[Stored data]

□ □ □ □ □ □ □

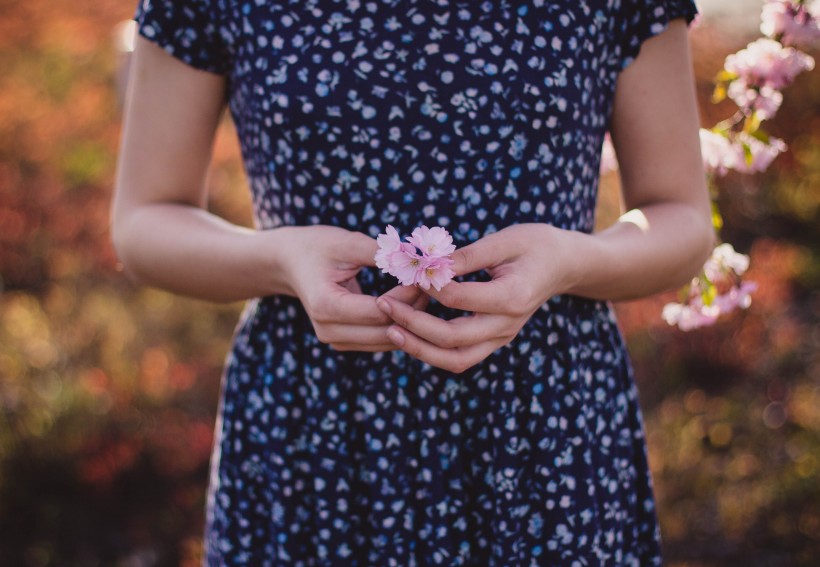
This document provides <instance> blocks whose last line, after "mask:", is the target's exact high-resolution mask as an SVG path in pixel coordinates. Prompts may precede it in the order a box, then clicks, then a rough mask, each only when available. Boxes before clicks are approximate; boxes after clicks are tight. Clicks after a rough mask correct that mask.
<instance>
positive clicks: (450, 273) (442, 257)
mask: <svg viewBox="0 0 820 567" xmlns="http://www.w3.org/2000/svg"><path fill="white" fill-rule="evenodd" d="M454 263H455V262H454V261H453V260H452V259H451V258H448V257H446V256H428V257H425V258H423V259H422V261H421V266H419V270H418V272H417V276H416V283H418V284H419V286H421V288H423V289H430V286H431V285H432V286H433V287H434V288H436V290H440V289H441V288H443V287H444V286H445V285H447V284H448V283H449V282H450V280H452V279H453V277H454V276H455V275H456V273H455V272H454V271H453V270H452V268H451V266H452V265H453V264H454Z"/></svg>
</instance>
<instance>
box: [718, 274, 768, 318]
mask: <svg viewBox="0 0 820 567" xmlns="http://www.w3.org/2000/svg"><path fill="white" fill-rule="evenodd" d="M755 290H757V284H756V283H755V282H741V283H740V285H735V286H732V287H731V288H729V290H728V291H727V292H726V293H722V294H720V295H718V296H717V297H716V298H715V300H714V302H713V305H714V306H715V307H717V309H718V311H720V312H721V313H729V312H730V311H734V310H735V309H748V308H749V306H750V305H751V304H752V296H751V293H752V292H753V291H755Z"/></svg>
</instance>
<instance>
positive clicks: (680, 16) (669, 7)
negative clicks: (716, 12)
mask: <svg viewBox="0 0 820 567" xmlns="http://www.w3.org/2000/svg"><path fill="white" fill-rule="evenodd" d="M622 2H623V15H624V18H623V20H622V21H623V29H622V30H620V31H621V32H622V35H621V42H620V44H621V69H625V68H626V67H627V66H629V64H630V63H632V62H633V61H634V60H635V58H636V57H637V56H638V53H639V52H640V50H641V45H642V44H643V42H644V41H646V40H647V39H649V38H650V37H653V36H656V35H658V34H659V33H661V32H663V31H664V30H665V29H666V28H667V27H669V22H671V21H672V20H675V19H678V18H683V19H685V20H686V23H687V24H690V23H692V20H694V19H695V16H696V15H697V13H698V9H697V7H696V6H695V3H694V1H693V0H622Z"/></svg>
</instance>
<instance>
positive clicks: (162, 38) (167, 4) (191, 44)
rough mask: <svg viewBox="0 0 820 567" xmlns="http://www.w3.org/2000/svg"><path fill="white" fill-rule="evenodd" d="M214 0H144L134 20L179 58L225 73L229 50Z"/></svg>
mask: <svg viewBox="0 0 820 567" xmlns="http://www.w3.org/2000/svg"><path fill="white" fill-rule="evenodd" d="M215 4H216V2H215V1H214V0H141V1H140V4H139V6H138V7H137V11H136V14H135V15H134V20H136V22H137V28H138V30H139V34H140V35H141V36H142V37H144V38H145V39H147V40H148V41H150V42H152V43H155V44H156V45H158V46H160V47H161V48H163V49H164V50H165V51H167V52H168V53H170V54H171V55H173V56H174V57H176V58H177V59H179V60H181V61H183V62H184V63H187V64H188V65H191V66H192V67H195V68H196V69H200V70H203V71H210V72H212V73H219V74H225V73H226V72H227V71H228V68H229V53H228V49H227V45H226V42H225V40H224V37H223V35H224V34H223V33H222V30H221V29H220V28H221V24H220V21H219V19H220V18H219V14H220V11H219V10H218V8H217V6H215Z"/></svg>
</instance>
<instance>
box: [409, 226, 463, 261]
mask: <svg viewBox="0 0 820 567" xmlns="http://www.w3.org/2000/svg"><path fill="white" fill-rule="evenodd" d="M407 241H408V242H409V243H410V244H412V245H413V246H415V247H416V248H418V249H419V250H421V252H422V254H424V255H425V256H435V257H442V256H449V255H450V254H452V253H453V252H455V250H456V247H455V245H454V244H453V237H452V236H450V234H449V233H448V232H447V231H446V230H445V229H443V228H441V227H440V226H434V227H433V228H427V227H426V226H420V227H418V228H417V229H416V230H414V231H413V233H412V234H411V235H410V238H408V239H407Z"/></svg>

□ □ □ □ □ □ □

> _PROBLEM REQUIREMENTS_
Full copy, no pictures: write out each line of the data exactly as it stands.

> _SOLUTION TO THIS PROBLEM_
This document provides <instance> blocks whose last line, after "mask:", is the target's exact high-resolution mask as an SVG path in pixel coordinates. Prompts may precede it in the order a box, then clicks, then a rough mask, each only when available. Boxes before clicks are approximate; boxes after clicks are tight. Clicks after a rough mask correct that mask.
<instance>
positive clicks: (450, 273) (442, 257)
mask: <svg viewBox="0 0 820 567" xmlns="http://www.w3.org/2000/svg"><path fill="white" fill-rule="evenodd" d="M454 263H455V262H454V261H453V260H452V259H451V258H448V257H446V256H428V257H425V258H423V259H422V261H421V266H419V270H418V272H417V276H416V283H418V284H419V286H421V288H423V289H430V286H431V285H432V286H433V287H434V288H436V290H440V289H441V288H443V287H444V286H445V285H447V284H448V283H449V282H450V280H452V279H453V277H454V276H455V275H456V273H455V272H454V271H453V270H452V268H451V266H452V265H453V264H454Z"/></svg>
</instance>
<instance>
box: [718, 274, 768, 318]
mask: <svg viewBox="0 0 820 567" xmlns="http://www.w3.org/2000/svg"><path fill="white" fill-rule="evenodd" d="M755 290H757V284H756V283H755V282H741V283H740V285H735V286H732V287H731V288H729V290H728V291H727V292H726V293H722V294H720V295H718V296H717V297H716V298H715V300H714V302H713V305H714V306H715V307H717V309H718V311H720V312H721V313H729V312H730V311H734V310H735V309H748V308H749V306H750V305H751V304H752V296H751V293H752V292H753V291H755Z"/></svg>
</instance>
<instance>
positive clicks: (680, 16) (669, 7)
negative clicks: (716, 12)
mask: <svg viewBox="0 0 820 567" xmlns="http://www.w3.org/2000/svg"><path fill="white" fill-rule="evenodd" d="M622 2H623V15H624V18H623V20H622V21H623V29H622V30H620V31H621V32H622V35H621V42H620V44H621V69H625V68H626V67H627V66H629V64H630V63H632V62H633V61H634V60H635V58H636V57H637V56H638V53H639V52H640V50H641V45H642V44H643V42H644V41H646V40H647V39H649V38H650V37H653V36H656V35H658V34H659V33H661V32H663V31H664V30H665V29H666V28H667V27H669V22H671V21H672V20H675V19H678V18H683V19H685V20H686V23H687V24H690V23H692V20H694V19H695V16H696V15H697V13H698V9H697V7H696V6H695V3H694V1H693V0H622Z"/></svg>
</instance>
<instance>
positive clicks: (162, 38) (167, 4) (191, 44)
rough mask: <svg viewBox="0 0 820 567" xmlns="http://www.w3.org/2000/svg"><path fill="white" fill-rule="evenodd" d="M214 0H144L134 20L179 58L225 73L229 50Z"/></svg>
mask: <svg viewBox="0 0 820 567" xmlns="http://www.w3.org/2000/svg"><path fill="white" fill-rule="evenodd" d="M215 4H216V2H215V1H214V0H141V1H140V4H139V6H138V7H137V11H136V14H135V15H134V20H136V22H137V28H138V30H139V34H140V35H141V36H142V37H144V38H145V39H147V40H148V41H150V42H152V43H155V44H156V45H158V46H160V47H161V48H163V49H164V50H165V51H167V52H168V53H170V54H171V55H173V56H174V57H176V58H177V59H179V60H181V61H183V62H184V63H187V64H188V65H191V66H192V67H195V68H196V69H200V70H203V71H210V72H212V73H219V74H225V73H226V72H227V71H228V68H229V53H228V49H227V45H226V42H225V40H224V37H223V35H224V34H223V33H222V30H221V29H220V28H221V24H220V21H219V19H220V18H219V14H220V11H219V10H218V8H217V6H215Z"/></svg>
</instance>
<instance>
box: [409, 226, 463, 261]
mask: <svg viewBox="0 0 820 567" xmlns="http://www.w3.org/2000/svg"><path fill="white" fill-rule="evenodd" d="M407 241H408V242H409V243H410V244H412V245H413V246H415V247H416V248H418V249H419V250H421V252H422V254H424V255H425V256H435V257H442V256H449V255H450V254H452V253H453V252H455V250H456V247H455V245H454V244H453V237H452V236H450V234H449V233H448V232H447V231H446V230H445V229H443V228H441V227H440V226H434V227H433V228H427V227H426V226H420V227H418V228H417V229H416V230H414V231H413V233H412V234H411V235H410V238H408V239H407Z"/></svg>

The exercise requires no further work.